== SUPPLIED DATA
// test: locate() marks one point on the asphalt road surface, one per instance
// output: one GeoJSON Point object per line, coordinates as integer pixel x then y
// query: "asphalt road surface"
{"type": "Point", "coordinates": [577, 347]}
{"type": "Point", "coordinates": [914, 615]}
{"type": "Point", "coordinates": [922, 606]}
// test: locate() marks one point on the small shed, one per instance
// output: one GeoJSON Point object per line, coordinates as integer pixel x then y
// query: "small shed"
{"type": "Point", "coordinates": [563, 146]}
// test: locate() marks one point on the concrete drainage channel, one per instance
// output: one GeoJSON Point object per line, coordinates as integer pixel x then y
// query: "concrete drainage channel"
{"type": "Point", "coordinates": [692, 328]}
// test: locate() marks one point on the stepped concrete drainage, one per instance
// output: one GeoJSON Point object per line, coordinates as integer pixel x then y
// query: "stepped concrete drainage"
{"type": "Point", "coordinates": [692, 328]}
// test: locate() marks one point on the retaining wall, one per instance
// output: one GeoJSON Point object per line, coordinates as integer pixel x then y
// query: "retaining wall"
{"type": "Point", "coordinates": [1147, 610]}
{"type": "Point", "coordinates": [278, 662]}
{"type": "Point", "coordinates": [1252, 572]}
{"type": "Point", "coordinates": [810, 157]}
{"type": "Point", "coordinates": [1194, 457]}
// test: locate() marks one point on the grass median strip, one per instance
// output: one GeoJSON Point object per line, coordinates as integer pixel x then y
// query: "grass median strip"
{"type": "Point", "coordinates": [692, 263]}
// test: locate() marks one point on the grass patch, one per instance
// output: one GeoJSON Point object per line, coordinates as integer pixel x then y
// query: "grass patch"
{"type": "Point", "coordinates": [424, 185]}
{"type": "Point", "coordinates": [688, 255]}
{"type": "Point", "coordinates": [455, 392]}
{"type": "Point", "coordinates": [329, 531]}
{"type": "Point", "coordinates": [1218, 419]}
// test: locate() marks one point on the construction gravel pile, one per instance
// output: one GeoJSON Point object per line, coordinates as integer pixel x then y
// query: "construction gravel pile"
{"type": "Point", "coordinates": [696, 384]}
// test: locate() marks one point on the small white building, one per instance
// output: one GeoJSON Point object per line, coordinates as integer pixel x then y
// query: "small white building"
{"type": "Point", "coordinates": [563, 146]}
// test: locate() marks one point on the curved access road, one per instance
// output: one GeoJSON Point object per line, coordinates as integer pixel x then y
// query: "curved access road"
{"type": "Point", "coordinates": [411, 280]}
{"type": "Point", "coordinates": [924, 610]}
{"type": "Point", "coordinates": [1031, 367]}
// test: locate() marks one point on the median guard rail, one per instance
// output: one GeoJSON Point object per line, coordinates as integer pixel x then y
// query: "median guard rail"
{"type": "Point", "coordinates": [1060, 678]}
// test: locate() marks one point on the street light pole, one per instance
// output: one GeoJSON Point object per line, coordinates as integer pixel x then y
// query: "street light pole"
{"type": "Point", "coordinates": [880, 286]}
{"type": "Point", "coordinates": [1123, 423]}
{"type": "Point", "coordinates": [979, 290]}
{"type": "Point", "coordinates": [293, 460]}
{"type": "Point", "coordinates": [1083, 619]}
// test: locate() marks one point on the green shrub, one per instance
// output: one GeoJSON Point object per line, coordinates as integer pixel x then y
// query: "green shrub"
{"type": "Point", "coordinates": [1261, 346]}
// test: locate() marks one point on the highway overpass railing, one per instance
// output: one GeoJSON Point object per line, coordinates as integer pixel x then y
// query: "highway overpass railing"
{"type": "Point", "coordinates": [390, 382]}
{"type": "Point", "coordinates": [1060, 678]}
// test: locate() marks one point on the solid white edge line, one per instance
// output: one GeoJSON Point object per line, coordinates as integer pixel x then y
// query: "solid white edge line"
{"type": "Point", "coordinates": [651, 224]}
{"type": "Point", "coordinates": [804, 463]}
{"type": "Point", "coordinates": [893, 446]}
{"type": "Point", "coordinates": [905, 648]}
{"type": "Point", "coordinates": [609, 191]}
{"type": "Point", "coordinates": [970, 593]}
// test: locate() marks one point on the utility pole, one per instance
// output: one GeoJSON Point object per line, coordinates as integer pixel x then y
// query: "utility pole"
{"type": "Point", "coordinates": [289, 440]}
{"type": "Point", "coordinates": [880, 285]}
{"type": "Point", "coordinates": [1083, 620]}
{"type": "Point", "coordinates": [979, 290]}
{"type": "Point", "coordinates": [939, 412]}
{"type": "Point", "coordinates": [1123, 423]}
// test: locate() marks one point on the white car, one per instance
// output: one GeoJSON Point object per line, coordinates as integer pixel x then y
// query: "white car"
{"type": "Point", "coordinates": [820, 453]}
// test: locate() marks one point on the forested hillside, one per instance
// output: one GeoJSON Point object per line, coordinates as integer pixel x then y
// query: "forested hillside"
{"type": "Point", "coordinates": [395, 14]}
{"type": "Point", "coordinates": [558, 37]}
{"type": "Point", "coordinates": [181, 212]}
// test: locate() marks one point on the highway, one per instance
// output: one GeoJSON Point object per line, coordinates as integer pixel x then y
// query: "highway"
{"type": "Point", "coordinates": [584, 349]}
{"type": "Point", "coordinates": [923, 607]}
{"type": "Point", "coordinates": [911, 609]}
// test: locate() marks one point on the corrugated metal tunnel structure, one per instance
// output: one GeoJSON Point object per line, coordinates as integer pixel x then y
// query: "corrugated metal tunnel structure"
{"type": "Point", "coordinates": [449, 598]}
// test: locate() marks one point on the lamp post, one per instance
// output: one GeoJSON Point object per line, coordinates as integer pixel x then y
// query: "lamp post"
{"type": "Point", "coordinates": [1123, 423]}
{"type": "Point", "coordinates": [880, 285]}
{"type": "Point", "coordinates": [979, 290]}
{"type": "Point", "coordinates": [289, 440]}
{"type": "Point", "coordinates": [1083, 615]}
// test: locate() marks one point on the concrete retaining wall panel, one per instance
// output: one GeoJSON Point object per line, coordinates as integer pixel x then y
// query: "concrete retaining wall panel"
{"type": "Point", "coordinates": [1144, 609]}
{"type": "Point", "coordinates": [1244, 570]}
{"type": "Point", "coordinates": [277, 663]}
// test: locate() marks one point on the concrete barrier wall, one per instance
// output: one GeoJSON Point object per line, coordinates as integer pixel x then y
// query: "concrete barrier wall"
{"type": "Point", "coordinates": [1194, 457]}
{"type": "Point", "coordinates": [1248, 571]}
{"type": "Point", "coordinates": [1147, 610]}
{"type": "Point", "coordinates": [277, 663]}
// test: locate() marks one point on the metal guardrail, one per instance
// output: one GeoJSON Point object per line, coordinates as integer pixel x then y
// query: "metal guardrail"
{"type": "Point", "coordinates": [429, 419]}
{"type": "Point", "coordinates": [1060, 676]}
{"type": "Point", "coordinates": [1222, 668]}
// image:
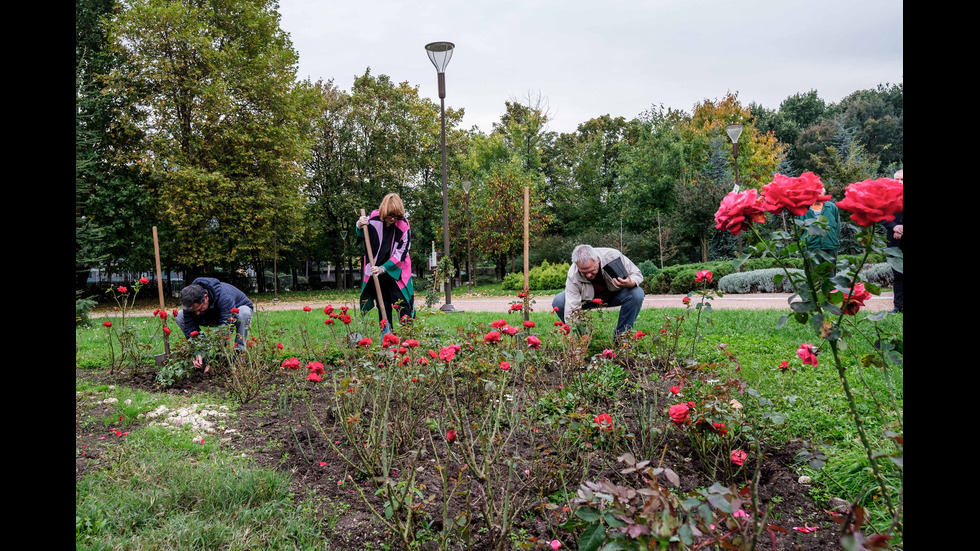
====
TO DO: Report every line of the rows above that contains the string "solid", copying each line in full.

SOLUTION:
// test: locate() marks one point on the solid white edge line, one per instance
// query: "solid white edge line"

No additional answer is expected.